## TEXTE
※ ※ ※

Architectures réactives de la communication
Le virtuel c’est le réel avant qu’il ne passe à l’acte. Un non-espace non-matière. Il prend forme en s’actualisant.
L’architecture du virtuel c’est à la fois l’architecture de l’information et l’architecture de la communication. Sa matière c’est le sens et
l’échange.
C’est aussi une architecture de la situation. Confrontation de l’homme à un espace qui l’éprouve. La mise à l’épreuve et le dialogue.
L’exploration est un questionnement. La visite d’un espace à produire des non-réponses. Un parcours est une lecture. Le texte apparent
s’écrit au fur et à mesure de sa découverte.
L’infra-texte est l’ensemble des règles qui régissent le monde. C’est lui que l’on doit vivre et lire au delà des images. C’est lui qui se révèle par l’émergence des événements. Le scénario, développement dans le temps de la mise en oeuvre de l’espace, enchaîne les événements
dans un ordre et sous une forme issue de nos stratégies d’exploration. L’espace du film est du linéaire discontinu (le montage) le scénario d’une « visite » dans le virtuel est du linéaire individuel. Le linéaire ne s’oppose pas au chaos ou à l’aléatoire. Il est la traduction de notre vécu temporel de l’espace. L’opposition majeure se situe entre le linéaire pré-écrit et le linéaire personnel que le virtuel partage avec le réel.

※ ※ ※

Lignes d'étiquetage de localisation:
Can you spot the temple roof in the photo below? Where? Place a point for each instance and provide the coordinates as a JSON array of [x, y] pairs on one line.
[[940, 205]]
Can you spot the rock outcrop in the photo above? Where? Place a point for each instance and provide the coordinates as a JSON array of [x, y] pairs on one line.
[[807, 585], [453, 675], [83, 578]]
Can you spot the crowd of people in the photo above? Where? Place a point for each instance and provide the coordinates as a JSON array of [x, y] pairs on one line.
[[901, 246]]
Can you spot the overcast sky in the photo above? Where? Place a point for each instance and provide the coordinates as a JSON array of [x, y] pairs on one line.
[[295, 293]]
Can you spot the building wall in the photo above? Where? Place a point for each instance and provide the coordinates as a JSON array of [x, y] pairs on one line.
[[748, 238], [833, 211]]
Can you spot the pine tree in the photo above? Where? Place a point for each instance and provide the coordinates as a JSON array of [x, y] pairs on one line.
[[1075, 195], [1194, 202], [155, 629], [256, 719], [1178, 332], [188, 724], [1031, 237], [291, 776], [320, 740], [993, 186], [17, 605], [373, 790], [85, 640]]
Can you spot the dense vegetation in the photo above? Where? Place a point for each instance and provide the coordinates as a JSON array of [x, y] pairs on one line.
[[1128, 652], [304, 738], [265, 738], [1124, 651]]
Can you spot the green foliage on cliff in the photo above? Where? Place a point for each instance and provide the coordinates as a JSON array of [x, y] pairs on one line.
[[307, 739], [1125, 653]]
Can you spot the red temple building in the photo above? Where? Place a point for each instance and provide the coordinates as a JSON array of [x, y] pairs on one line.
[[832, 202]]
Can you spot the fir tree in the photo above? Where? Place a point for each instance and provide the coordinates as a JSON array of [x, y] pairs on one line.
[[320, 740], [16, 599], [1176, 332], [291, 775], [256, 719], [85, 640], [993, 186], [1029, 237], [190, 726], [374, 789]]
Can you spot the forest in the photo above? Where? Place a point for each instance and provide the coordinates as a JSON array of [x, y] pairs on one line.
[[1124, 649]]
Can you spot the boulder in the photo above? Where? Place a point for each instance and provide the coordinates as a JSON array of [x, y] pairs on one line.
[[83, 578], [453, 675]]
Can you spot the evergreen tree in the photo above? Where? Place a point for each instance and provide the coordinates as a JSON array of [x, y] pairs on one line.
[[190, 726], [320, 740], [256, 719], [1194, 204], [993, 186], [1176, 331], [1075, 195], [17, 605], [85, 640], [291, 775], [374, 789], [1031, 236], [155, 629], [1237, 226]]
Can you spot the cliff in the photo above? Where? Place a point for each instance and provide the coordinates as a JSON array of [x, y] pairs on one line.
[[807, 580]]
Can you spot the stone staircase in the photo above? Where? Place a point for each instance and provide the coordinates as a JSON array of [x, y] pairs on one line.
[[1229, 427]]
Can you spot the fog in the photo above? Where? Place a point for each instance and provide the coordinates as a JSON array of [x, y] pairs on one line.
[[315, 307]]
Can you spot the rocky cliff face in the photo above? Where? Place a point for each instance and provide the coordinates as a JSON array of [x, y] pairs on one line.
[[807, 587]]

※ ※ ※

## CONSIGNE
Restituez tel quel l'extrait du texte sur l'architecture du virtuel qui commence par « Architectures réactives de » et se poursuit jusqu'à « forme en s’actualisant. ».

## CORRIGÉ
Architectures réactives de la communication
Le virtuel c’est le réel avant qu’il ne passe à l’acte. Un non-espace non-matière. Il prend forme en s’actualisant.